**JOB**
From the tentative ruling, copy verbatim the section that opens with the words containing "[Tentative]       ORDER DENYING" and closes with "Code[1] section 945.4.".

**GIVEN PASSAGE**
— START —

Judge: Mitchell L. Beckloff, Case: 22STCP03313, Date: 2023-04-05 Tentative Ruling

Case Number: 22STCP03313    Hearing Date: April 5, 2023    Dept: 86

ESTRADA v. CITY OF BALDWIN PARK

Case Number: 22STCP03313

Hearing Date: April 5, 2023

 

 

[Tentative]       ORDER DENYING PETITION FOR RELIEF FROM CLAIM FILING

 


 

Petitioner, Jose Estrada, requests the court relieve him of the claim presentation requirement of Government Code[1] section 945.4.

 

Respondent, the City of Baldwin Park, opposes the petition. Petitioner did not file a reply.

 

The petition for relief from the claim presentation requirement is DENIED. The court makes no finding whether Petitioner timely presented his claim to the City. (See Rodriguez v. County of Los Angeles (1985) 171 Cal.App.3d 171, 175.)

— END —

**EXTRACTED MATERIAL**
— START —

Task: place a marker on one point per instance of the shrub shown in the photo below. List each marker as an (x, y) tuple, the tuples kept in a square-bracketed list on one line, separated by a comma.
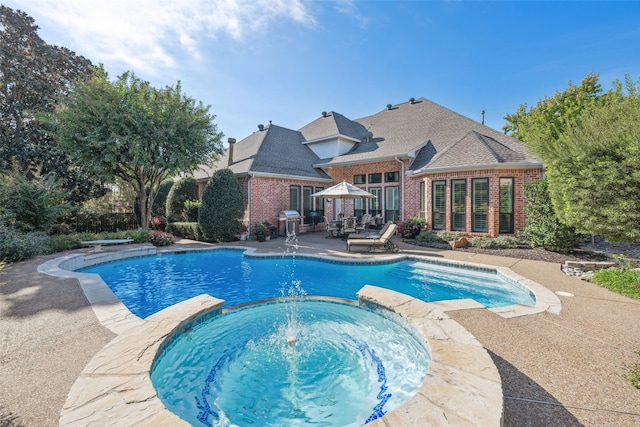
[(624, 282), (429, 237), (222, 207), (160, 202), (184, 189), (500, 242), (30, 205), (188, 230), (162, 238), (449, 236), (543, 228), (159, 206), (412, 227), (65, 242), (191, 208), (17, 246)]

— END —
— START —

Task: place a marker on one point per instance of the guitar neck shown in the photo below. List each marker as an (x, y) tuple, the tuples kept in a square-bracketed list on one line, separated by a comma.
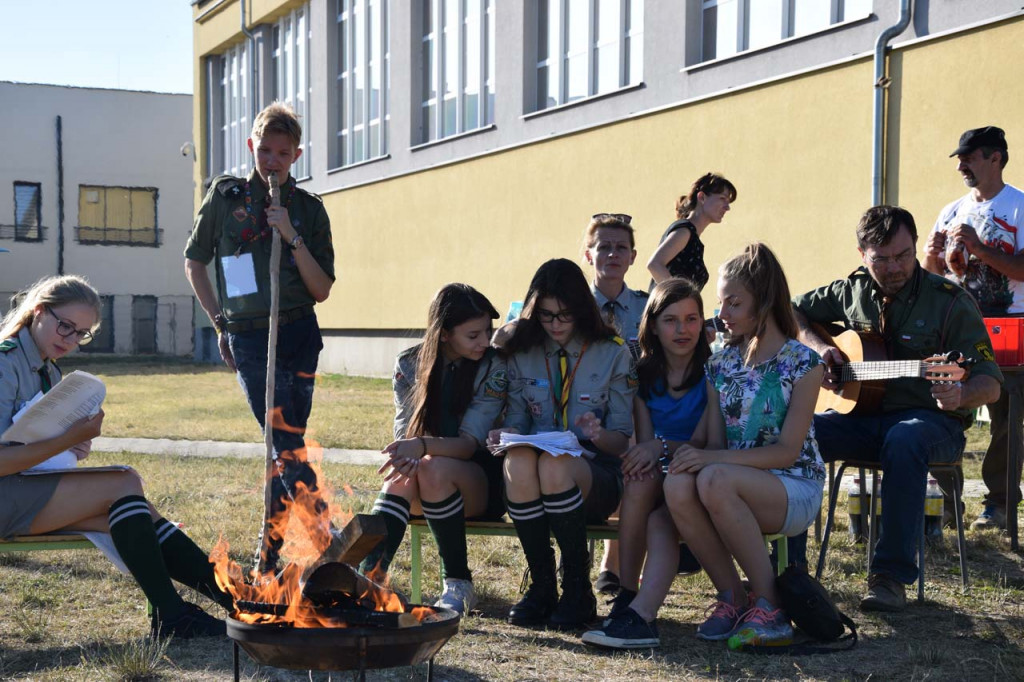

— END —

**RESPONSE FOR THIS EXERCISE**
[Tentative]       ORDER DENYING PETITION FOR RELIEF FROM CLAIM FILING

 


 

Petitioner, Jose Estrada, requests the court relieve him of the claim presentation requirement of Government Code[1] section 945.4.